**EXCERPT**
"""
New studies have proved that exhaustive bowel preparation can be honed into smaller volumes (Supplementary Table 1). At the same time, adding the prokinetic prucalopride can decrease the transit time and increase completion rates of CCE to more than 95% (Supplementary Table 1), one of the main hurdles plaguing the wider adoption of CCE. Furthermore, although there is currently no commercially available artificial intelligence for CCE, promising solutions8 and ongoing European Union-funded research will soon add to the procedure’s clinical effectiveness and quality and enable it to become a mainstream diagnostic option. Artificial intelligence can also significantly reduce the observer variation in the picture and video analysis (κ value 0.53; 95% CI 0.51–0.55), a marked problem in the quality of both colonoscopy and CCE (Supplementary Table 1). In several trials, the polyp and adenoma detection rates (ADRs) are substantially higher in CCE than in colonoscopy (Supplementary Table 1). An even distribution between low-risk and high-risk adenomas causes an increase in ADRs. With the help of artificial intelligence, it is possible to distinguish those taking advantage of the high sensitivity without being overloaded with following therapeutic colonoscopies for polyps, without consequence to the patient. An international definition of a ‘realistic medicine’ approach is needed to fully utilize these possibilities for therapeutic improvements without an unrealistic increase in workload owing to the resection of clinically irrelevant polyps and adenomas.
"""
[Extracted records]
"""
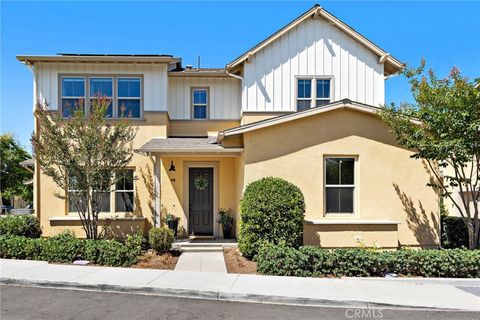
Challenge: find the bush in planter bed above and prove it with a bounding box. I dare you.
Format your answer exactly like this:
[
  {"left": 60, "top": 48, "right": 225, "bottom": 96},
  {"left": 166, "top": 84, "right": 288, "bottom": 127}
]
[
  {"left": 256, "top": 245, "right": 480, "bottom": 278},
  {"left": 440, "top": 216, "right": 468, "bottom": 249},
  {"left": 0, "top": 214, "right": 42, "bottom": 238},
  {"left": 148, "top": 227, "right": 175, "bottom": 253},
  {"left": 238, "top": 177, "right": 305, "bottom": 258},
  {"left": 0, "top": 232, "right": 142, "bottom": 267}
]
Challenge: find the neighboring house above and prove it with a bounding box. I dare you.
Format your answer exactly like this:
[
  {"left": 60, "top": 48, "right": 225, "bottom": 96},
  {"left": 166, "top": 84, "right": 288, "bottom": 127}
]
[{"left": 18, "top": 5, "right": 439, "bottom": 248}]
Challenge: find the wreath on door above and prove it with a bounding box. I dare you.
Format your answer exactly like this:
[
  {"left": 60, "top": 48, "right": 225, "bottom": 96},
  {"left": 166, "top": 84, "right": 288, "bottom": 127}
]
[{"left": 193, "top": 175, "right": 208, "bottom": 191}]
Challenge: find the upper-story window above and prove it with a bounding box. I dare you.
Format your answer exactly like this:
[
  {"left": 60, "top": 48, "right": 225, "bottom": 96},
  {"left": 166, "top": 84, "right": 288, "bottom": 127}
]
[
  {"left": 297, "top": 77, "right": 332, "bottom": 111},
  {"left": 90, "top": 78, "right": 113, "bottom": 118},
  {"left": 60, "top": 75, "right": 142, "bottom": 118},
  {"left": 315, "top": 79, "right": 330, "bottom": 107},
  {"left": 192, "top": 88, "right": 208, "bottom": 119},
  {"left": 117, "top": 78, "right": 141, "bottom": 118},
  {"left": 61, "top": 77, "right": 85, "bottom": 118},
  {"left": 297, "top": 79, "right": 312, "bottom": 111}
]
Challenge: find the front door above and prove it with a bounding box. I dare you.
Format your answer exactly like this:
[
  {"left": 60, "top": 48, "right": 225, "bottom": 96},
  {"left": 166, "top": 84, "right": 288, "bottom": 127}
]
[{"left": 189, "top": 168, "right": 213, "bottom": 235}]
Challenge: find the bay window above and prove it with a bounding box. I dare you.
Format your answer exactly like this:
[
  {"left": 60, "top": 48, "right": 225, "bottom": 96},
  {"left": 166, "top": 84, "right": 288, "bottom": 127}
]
[{"left": 59, "top": 75, "right": 142, "bottom": 119}]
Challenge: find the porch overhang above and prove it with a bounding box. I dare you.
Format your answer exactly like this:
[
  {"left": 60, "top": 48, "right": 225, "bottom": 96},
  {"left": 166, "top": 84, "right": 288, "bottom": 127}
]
[{"left": 134, "top": 137, "right": 243, "bottom": 156}]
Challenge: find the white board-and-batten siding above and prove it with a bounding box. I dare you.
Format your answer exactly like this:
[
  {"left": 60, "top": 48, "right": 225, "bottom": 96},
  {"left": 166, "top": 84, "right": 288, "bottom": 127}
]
[
  {"left": 35, "top": 63, "right": 167, "bottom": 111},
  {"left": 168, "top": 77, "right": 241, "bottom": 120},
  {"left": 242, "top": 19, "right": 385, "bottom": 112}
]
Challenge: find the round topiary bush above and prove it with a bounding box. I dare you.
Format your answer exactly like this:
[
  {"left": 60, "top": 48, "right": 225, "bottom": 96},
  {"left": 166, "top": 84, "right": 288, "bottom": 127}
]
[
  {"left": 238, "top": 177, "right": 305, "bottom": 258},
  {"left": 148, "top": 227, "right": 175, "bottom": 253}
]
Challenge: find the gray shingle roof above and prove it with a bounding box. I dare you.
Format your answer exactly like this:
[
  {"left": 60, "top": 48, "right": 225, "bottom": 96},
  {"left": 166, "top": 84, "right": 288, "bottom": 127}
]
[{"left": 138, "top": 136, "right": 239, "bottom": 152}]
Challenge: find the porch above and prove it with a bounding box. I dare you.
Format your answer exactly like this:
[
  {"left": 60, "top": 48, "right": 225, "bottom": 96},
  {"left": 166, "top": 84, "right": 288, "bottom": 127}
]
[{"left": 138, "top": 137, "right": 243, "bottom": 239}]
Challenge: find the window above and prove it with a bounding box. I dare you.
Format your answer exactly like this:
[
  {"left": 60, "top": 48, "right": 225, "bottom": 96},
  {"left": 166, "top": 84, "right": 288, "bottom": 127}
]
[
  {"left": 297, "top": 77, "right": 332, "bottom": 111},
  {"left": 117, "top": 78, "right": 141, "bottom": 118},
  {"left": 68, "top": 177, "right": 80, "bottom": 212},
  {"left": 297, "top": 79, "right": 312, "bottom": 111},
  {"left": 68, "top": 177, "right": 110, "bottom": 212},
  {"left": 192, "top": 88, "right": 208, "bottom": 119},
  {"left": 90, "top": 78, "right": 113, "bottom": 118},
  {"left": 315, "top": 79, "right": 330, "bottom": 107},
  {"left": 325, "top": 158, "right": 355, "bottom": 214},
  {"left": 61, "top": 78, "right": 85, "bottom": 118},
  {"left": 115, "top": 169, "right": 134, "bottom": 212}
]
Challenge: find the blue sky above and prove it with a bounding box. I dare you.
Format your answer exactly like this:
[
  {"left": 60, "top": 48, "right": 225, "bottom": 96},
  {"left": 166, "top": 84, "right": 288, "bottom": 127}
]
[{"left": 0, "top": 1, "right": 480, "bottom": 149}]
"""
**PROBLEM TO SOLVE**
According to the excerpt on colon capsule endoscopy, adding prucalopride can raise CCE completion rates to what level? The items are not needed here.

**RESULT OF THE TASK**
More than 95%.